## DATA TO USE:
_ _ _ _
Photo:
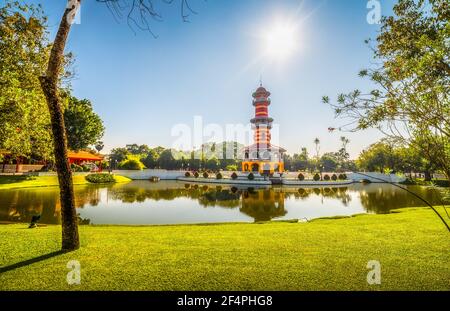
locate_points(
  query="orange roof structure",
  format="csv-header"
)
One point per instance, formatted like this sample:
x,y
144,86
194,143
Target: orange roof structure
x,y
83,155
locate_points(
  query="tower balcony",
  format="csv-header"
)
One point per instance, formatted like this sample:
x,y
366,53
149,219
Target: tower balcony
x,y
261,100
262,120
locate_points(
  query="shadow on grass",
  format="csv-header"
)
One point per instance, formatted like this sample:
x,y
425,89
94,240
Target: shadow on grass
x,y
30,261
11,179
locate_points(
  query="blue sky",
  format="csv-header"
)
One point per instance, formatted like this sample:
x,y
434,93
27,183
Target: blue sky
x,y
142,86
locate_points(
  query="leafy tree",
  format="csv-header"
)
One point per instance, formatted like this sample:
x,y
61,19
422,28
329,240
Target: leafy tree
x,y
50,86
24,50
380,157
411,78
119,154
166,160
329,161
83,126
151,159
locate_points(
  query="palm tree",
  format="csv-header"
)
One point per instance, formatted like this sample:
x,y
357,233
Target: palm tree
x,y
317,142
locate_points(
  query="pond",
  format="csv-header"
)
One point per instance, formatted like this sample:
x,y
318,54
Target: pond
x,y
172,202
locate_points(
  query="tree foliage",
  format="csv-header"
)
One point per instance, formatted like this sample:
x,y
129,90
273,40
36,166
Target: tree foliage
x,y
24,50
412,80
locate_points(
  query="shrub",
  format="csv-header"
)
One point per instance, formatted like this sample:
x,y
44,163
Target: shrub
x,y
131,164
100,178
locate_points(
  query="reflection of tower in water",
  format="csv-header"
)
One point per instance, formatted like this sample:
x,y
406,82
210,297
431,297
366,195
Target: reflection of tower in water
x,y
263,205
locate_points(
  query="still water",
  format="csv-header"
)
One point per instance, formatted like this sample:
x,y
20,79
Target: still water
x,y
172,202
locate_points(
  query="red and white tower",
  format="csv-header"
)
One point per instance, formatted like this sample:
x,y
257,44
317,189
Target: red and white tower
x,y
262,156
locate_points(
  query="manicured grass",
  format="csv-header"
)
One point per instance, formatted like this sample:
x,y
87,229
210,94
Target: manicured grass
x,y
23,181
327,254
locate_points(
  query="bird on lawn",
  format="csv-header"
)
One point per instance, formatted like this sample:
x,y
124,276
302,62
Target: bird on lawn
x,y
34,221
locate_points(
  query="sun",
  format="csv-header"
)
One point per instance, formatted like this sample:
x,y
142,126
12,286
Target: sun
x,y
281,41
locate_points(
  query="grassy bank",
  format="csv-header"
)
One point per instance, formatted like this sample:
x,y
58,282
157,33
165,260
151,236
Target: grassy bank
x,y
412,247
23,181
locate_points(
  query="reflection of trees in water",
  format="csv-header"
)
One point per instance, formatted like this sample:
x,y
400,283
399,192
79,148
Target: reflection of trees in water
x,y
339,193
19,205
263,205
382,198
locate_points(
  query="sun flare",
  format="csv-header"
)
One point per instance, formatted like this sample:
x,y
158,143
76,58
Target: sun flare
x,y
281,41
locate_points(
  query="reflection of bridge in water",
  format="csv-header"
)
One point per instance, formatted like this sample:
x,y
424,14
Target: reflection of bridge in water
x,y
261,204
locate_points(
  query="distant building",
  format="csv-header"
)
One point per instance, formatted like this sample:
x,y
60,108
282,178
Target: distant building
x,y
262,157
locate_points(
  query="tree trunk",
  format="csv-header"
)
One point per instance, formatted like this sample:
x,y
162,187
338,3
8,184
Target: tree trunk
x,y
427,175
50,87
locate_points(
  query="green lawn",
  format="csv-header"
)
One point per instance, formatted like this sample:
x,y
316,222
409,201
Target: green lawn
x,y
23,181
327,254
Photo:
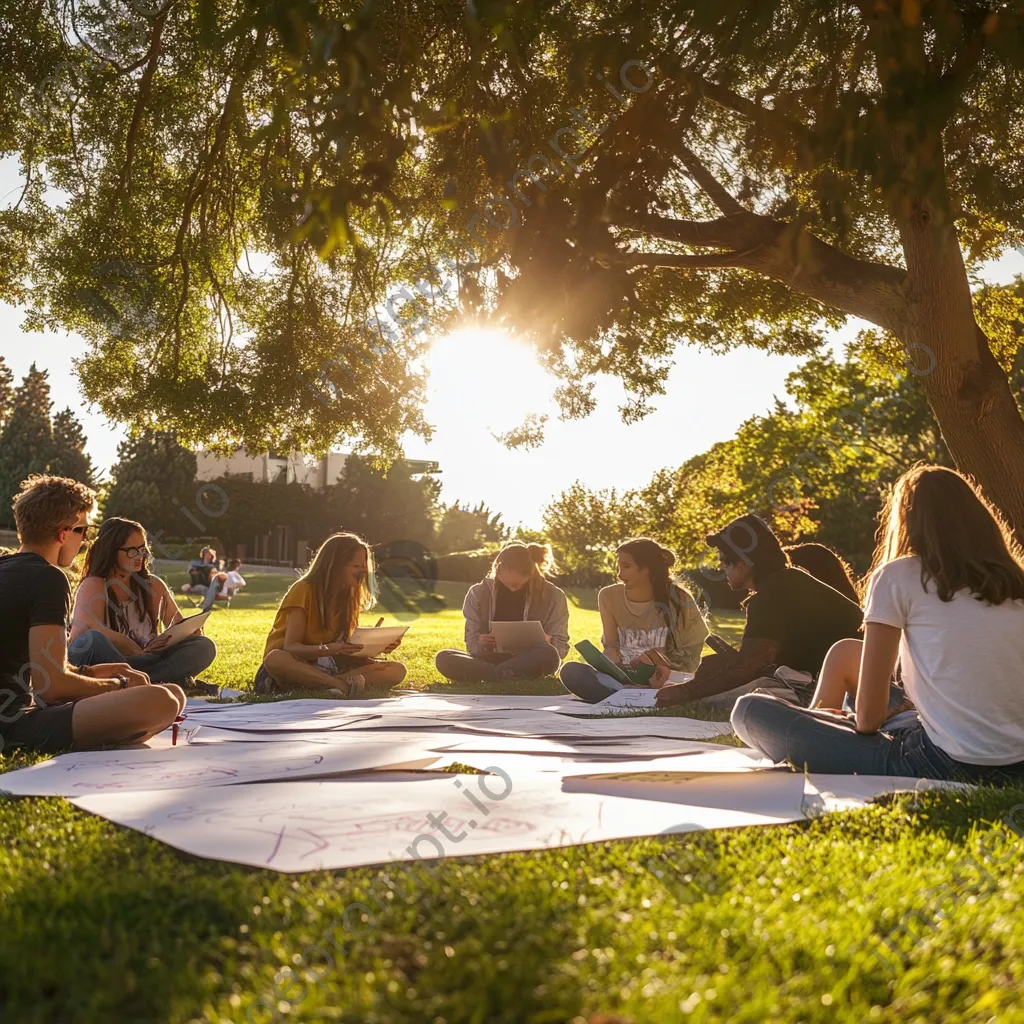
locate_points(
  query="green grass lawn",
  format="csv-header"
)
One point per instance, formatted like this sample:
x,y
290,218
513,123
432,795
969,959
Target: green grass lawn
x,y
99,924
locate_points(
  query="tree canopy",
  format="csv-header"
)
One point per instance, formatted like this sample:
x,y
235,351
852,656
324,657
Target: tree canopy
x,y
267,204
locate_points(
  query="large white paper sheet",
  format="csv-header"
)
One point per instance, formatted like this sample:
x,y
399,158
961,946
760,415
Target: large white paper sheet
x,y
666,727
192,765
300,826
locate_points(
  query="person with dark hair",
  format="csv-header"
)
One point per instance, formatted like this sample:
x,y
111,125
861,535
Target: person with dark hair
_ _ _ _
## ACTIVITY:
Skipping all images, print the data above a second time exactly.

## ANSWER TO THE EXERCISE:
Photo:
locate_points(
  query="orange roof structure",
  format="csv-header"
)
One point per instance, formatted like this sample:
x,y
144,86
194,143
Target: orange roof structure
x,y
83,155
locate_points(
  query="tower balcony",
  format="csv-header"
)
One point per instance, formatted like this sample:
x,y
366,53
149,219
Target: tower balcony
x,y
261,100
262,120
locate_points(
  query="shadow on grass",
  format="csv-header"
)
One point per instance, formatted like this sample:
x,y
425,89
94,240
Target: shadow on grass
x,y
30,261
11,179
locate_points(
  query="blue sky",
  format="csv-header"
)
One point per instance, formatted like this sample:
x,y
434,93
27,183
Target: blue sky
x,y
142,86
locate_points(
  query="leafy tree",
  format="csv-header"
)
One point per instance, formatted like this sample:
x,y
61,19
422,28
329,240
Target: leafy tree
x,y
50,86
24,50
380,157
411,78
119,154
166,160
329,161
83,126
151,159
locate_points(
  query="palm tree",
  format="csv-header"
)
One point per instance, formatted like this sample:
x,y
357,233
Target: palm tree
x,y
317,142
locate_points(
  query="pond",
  format="csv-header"
)
One point per instance, formatted like this sample:
x,y
318,54
Target: pond
x,y
172,202
locate_points(
  query="tree foliage",
  format="csv-header"
)
One point per instance, formatted like this sample:
x,y
129,90
273,40
36,166
Target: tree foliage
x,y
24,50
412,80
locate_points(
  query="shrub",
  format="csv-header"
)
One point per instance, formatted like this sample:
x,y
44,163
Target: shrub
x,y
131,164
100,178
locate_points(
  query="reflection of tower in water",
  format="csv-header"
)
One point per instance, formatted like this sample:
x,y
406,82
210,297
431,297
366,195
Target: reflection of tower in water
x,y
263,205
locate_points(
  query="still water",
  format="csv-header"
)
One point per instance, formatted like this sample:
x,y
20,79
Target: still water
x,y
172,202
locate_points(
  query="red and white tower",
  format="csv-header"
)
One point per instance, formatted like this sample:
x,y
257,44
317,189
Target: red and white tower
x,y
262,156
locate_points(
  query="manicured grass",
  format="csv-header"
)
One point per instance, formatted like this sample:
x,y
87,229
210,94
Target: manicured grass
x,y
23,181
327,254
locate_points(
  query="bird on lawn",
  format="csv-header"
)
One point per instance, formatted like this sample:
x,y
124,276
302,62
Target: bird on lawn
x,y
34,221
locate_points(
  query="sun",
  format="csv-header"
)
One point per instance, formatted like this sample:
x,y
142,126
12,286
Target: sun
x,y
281,41
locate_points(
  query="grassy bank",
  format="csv-header"
)
One point per instance, formatted like this sample:
x,y
58,282
157,33
165,260
151,236
Target: grassy bank
x,y
412,247
23,181
locate_points(
  query="reflection of trees in water",
  format="csv-header"
)
One point per instance, formatted like this sample:
x,y
400,283
399,192
79,148
Target: reflection of trees in water
x,y
339,193
19,205
263,205
382,198
locate_points(
  query="sun flare",
  format="csv-header"
)
One point per instance, formatted like this sample:
x,y
158,143
76,58
Target: sun flare
x,y
281,41
locate_points(
  query="reflection of bridge in water",
  format="csv-header"
)
One point per instance, formatted like this sample:
x,y
424,14
Target: reflection of bridge in water
x,y
261,204
locate_points(
  query="distant building",
  format="csv-header"
)
One point per instance, formatted like this sample:
x,y
60,108
282,178
Target: distant building
x,y
262,157
locate_points(
  query="tree trunk",
  format="csv-header"
)
One point per instance, formatted like this sample:
x,y
162,187
338,3
8,184
Target: tree trunk
x,y
427,175
50,87
locate_points(
  query="green lawn",
  format="csv-header"
)
One point per instance, formatted like this sample:
x,y
316,222
409,201
Target: green lawn
x,y
23,181
327,254
Photo:
locate_points(
  query="green grass lawn",
  format="csv-header"
)
One point per instance, formatted like this sample:
x,y
290,218
513,123
432,795
969,959
Target: green grass lawn
x,y
99,924
locate_points(
  query="tree canopy",
  format="csv-header"
)
One point per instance, formatted like this sample:
x,y
235,351
852,656
324,657
Target: tree canopy
x,y
267,204
locate_points(
  query="large white paper sheet",
  format="csv-header"
)
One point per instance, formatted like this sample:
x,y
399,158
961,946
760,415
Target: large white paper sheet
x,y
666,727
192,765
300,826
locate_points(
  query="person with dark hair",
  format="csv-header"
)
One point per instance, formatted like this sample:
x,y
111,125
861,535
Target: person with dark hair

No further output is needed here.